Pictures do not belong in your copy. Repeat all the other data exactly.
---- DATASET CONTENT
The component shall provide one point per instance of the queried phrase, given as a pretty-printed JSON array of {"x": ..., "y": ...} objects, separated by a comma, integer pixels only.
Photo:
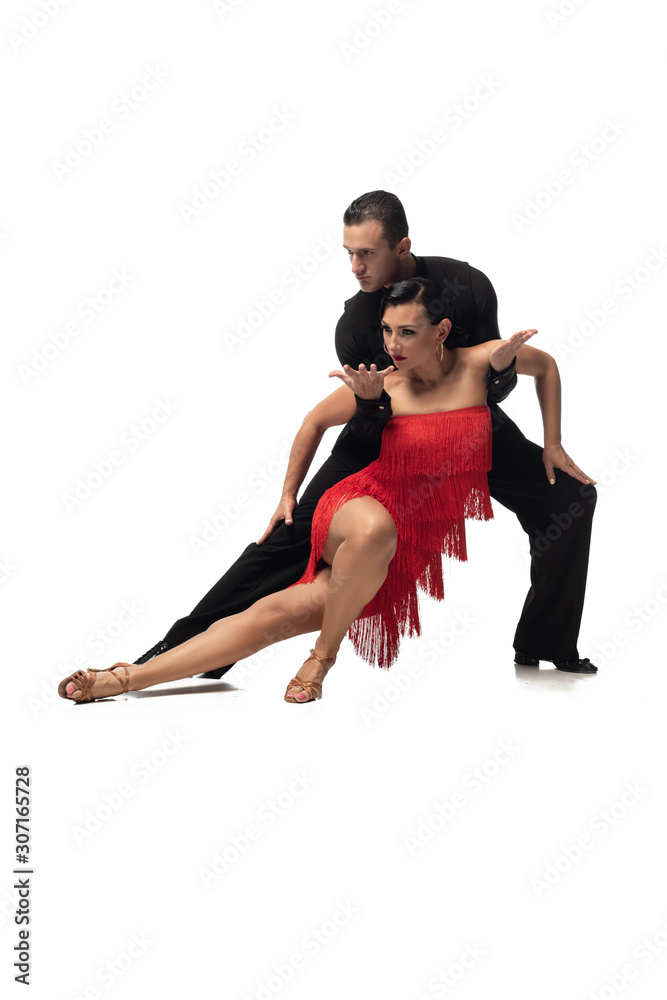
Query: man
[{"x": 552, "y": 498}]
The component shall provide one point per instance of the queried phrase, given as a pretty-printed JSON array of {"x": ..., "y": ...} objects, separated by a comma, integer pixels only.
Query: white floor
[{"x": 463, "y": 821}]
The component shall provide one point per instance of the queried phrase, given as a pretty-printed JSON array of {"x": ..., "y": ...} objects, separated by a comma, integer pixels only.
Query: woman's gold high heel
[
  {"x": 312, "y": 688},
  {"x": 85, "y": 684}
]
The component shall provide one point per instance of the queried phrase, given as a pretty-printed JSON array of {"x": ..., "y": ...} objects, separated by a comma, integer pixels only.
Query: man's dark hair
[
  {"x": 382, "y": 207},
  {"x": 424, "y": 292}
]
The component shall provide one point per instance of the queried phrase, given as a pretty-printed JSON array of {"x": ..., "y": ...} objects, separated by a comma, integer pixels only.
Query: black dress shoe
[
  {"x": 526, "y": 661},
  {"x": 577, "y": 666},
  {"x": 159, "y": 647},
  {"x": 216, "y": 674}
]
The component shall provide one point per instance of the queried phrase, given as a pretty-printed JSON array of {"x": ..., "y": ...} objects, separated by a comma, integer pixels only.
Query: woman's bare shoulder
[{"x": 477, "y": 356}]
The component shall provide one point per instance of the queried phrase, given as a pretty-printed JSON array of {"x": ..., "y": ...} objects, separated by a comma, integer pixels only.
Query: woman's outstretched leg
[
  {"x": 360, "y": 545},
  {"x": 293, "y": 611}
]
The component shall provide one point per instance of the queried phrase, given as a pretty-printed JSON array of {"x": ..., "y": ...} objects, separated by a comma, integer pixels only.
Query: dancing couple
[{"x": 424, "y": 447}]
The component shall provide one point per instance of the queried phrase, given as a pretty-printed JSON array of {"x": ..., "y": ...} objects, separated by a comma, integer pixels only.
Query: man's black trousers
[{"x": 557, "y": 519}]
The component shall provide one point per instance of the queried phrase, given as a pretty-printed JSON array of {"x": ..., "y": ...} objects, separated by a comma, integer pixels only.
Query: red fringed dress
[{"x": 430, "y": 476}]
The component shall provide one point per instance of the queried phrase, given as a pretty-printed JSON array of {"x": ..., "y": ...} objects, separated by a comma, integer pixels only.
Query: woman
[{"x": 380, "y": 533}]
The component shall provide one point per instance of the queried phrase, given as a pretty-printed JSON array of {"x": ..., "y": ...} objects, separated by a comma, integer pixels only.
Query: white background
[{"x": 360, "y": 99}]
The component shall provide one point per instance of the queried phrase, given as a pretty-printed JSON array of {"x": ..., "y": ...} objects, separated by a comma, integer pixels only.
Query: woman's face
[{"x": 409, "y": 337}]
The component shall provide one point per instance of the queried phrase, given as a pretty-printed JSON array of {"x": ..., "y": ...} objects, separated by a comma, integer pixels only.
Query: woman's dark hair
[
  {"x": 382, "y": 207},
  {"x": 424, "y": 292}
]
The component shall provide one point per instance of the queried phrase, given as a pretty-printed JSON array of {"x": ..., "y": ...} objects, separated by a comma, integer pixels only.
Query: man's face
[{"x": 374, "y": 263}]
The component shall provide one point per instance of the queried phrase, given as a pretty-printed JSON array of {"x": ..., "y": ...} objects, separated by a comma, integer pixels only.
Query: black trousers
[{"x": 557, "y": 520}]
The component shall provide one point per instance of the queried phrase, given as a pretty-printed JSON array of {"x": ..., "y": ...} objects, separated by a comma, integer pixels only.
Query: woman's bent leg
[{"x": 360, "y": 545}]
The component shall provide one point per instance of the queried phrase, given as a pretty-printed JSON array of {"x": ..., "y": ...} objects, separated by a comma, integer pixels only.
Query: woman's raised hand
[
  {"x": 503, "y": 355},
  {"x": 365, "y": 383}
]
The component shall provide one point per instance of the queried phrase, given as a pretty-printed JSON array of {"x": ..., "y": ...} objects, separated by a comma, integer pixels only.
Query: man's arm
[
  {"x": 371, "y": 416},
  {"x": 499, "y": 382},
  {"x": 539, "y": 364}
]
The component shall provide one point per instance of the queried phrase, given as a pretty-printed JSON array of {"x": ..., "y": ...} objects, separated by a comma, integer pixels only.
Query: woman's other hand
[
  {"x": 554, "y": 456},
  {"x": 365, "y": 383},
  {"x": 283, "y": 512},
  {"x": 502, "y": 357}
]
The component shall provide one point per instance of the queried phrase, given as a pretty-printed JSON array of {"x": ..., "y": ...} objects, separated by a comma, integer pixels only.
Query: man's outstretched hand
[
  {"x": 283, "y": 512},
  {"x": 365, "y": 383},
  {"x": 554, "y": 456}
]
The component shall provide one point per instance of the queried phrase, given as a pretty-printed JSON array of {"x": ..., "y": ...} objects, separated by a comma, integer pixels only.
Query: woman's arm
--------
» REPLY
The component shall provide one point per instance of the queried phrase, given as a pretty-printed JSON array of {"x": ..., "y": ...} objects, separated by a comma, integer pixels only.
Photo:
Query: man
[{"x": 552, "y": 498}]
The component shall provide one point per instance of the queried phrase, given as a pretty-printed JSON array of {"x": ..., "y": ...} objects, separated by a comma, integer pixels only.
Query: white floor
[{"x": 463, "y": 821}]
The component shall provide one point per instance of the queried phrase, given as a pretty-printed JSON array of {"x": ..., "y": ...} objects, separated by a comma, integer pixels only.
Query: woman's gold high heel
[
  {"x": 312, "y": 688},
  {"x": 85, "y": 684}
]
The component shall provide one point per instance of the queried phrase, given as a pretty-printed JSON array of {"x": ..., "y": ...} objects, separated by a comma, integer pixels only.
Query: man's dark hair
[
  {"x": 382, "y": 207},
  {"x": 424, "y": 292}
]
The component shall provide one point per instance of the queried phrase, given as a pretty-printed JSON array of {"x": ..., "y": ...} objects, separated by a comma, integer pixels only.
Query: black dress shoe
[
  {"x": 526, "y": 661},
  {"x": 577, "y": 666},
  {"x": 159, "y": 647},
  {"x": 216, "y": 674}
]
The component shall provide one point per instance of the queried phrase, given as a pretty-printed JSON array of {"x": ..., "y": ...} objects, separated by a comma, integer pixels only.
Query: woman's bare shoulder
[{"x": 477, "y": 356}]
The component shall provide one point per instance of the queried phrase, given as a pretty-printed JSON array of {"x": ..., "y": ...} objects, separated by a comma, integer pixels only.
Query: woman's outstretched leg
[
  {"x": 360, "y": 545},
  {"x": 293, "y": 611}
]
The component shall provide one point per instance of the queried phrase, given as a pretty-printed JSON array of {"x": ..., "y": ...} objects, separated by a comma, integer pixels only.
Query: dancing couple
[{"x": 424, "y": 447}]
The component shall provide one point per instance of the queried phrase, given as a pretty-printed JSON array of {"x": ..., "y": ...} objects, separated by a comma, integer pixels only.
Query: man's black trousers
[{"x": 557, "y": 519}]
The component shall provide one point per instance of the queried phrase, given as a pretty-printed JSON array of {"x": ..., "y": ...} objects, separated by a comma, integer pixels only.
Query: red fringed dress
[{"x": 430, "y": 476}]
The component shall provide one point per instance of the queried phrase, given as a pretty-printed JSON array of {"x": ..., "y": ...} objects, separated by a comma, integer pixels only.
Query: woman
[{"x": 380, "y": 533}]
The component shall provide one point per instance of the queried phrase, given as a pretty-printed JSON array of {"x": ..., "y": ...} objects, separated by a comma, integer pixels only.
Query: white background
[{"x": 360, "y": 99}]
The component shall provide one point per instance of the queried phrase, given as a pretty-printed JSON array of {"x": ..., "y": ...} objects, separated by a comma, integer pixels only.
Query: woman's face
[{"x": 409, "y": 337}]
The component shall provide one point per instance of the queried phrase, given as a pretty-printed JSON array of {"x": ..., "y": ...} objects, separated by a comma, integer pixels only.
Query: woman's dark hair
[
  {"x": 382, "y": 207},
  {"x": 424, "y": 292}
]
The component shall provide one point per instance of the queried phrase, given as a pretty-printed JSON array of {"x": ..., "y": ...} objects, separated by a comma, integer pixels only.
Query: man's face
[{"x": 374, "y": 263}]
The component shall provide one point per instance of the queried phrase, given as a pretty-printed JSON array of {"x": ..., "y": ...} objects, separated by a comma, integer pixels only.
Query: black trousers
[{"x": 557, "y": 520}]
The component shall provide one point per instance of the queried phrase, given as a pretty-printed JSON array of {"x": ..., "y": ...} objects, separated by a comma, integer pixels only.
Query: woman's bent leg
[{"x": 360, "y": 545}]
The component shall provide one point per instance of the queried phrase, given as a pretty-printed JSON array of {"x": ..., "y": ...} objects, separated by a comma, integer pixels only.
Query: woman's raised hand
[
  {"x": 503, "y": 355},
  {"x": 365, "y": 383}
]
The component shall provide one point per instance of the queried phrase, given as a pretty-printed JSON array of {"x": ..., "y": ...} objects, separated by a comma, integer pixels only.
Query: man's arm
[
  {"x": 371, "y": 416},
  {"x": 499, "y": 382},
  {"x": 539, "y": 364}
]
The component shall provide one point per instance of the queried phrase, given as a pretty-printed JSON array of {"x": ..., "y": ...} objects, separated by a comma, integer pixels only.
Query: woman's other hand
[
  {"x": 554, "y": 456},
  {"x": 365, "y": 383},
  {"x": 283, "y": 512},
  {"x": 502, "y": 357}
]
The component shall provide one point per instance of the queried phrase, given as a pretty-printed JSON array of {"x": ..., "y": ...} objects, separated by a comma, integer pixels only.
Query: man's outstretched hand
[
  {"x": 283, "y": 512},
  {"x": 365, "y": 383},
  {"x": 554, "y": 456}
]
The component shall provide one point per instance of the queried phrase, given as a pretty-printed JSON array of {"x": ..., "y": ...} objects, separated by a comma, integer pixels only.
Query: woman's arm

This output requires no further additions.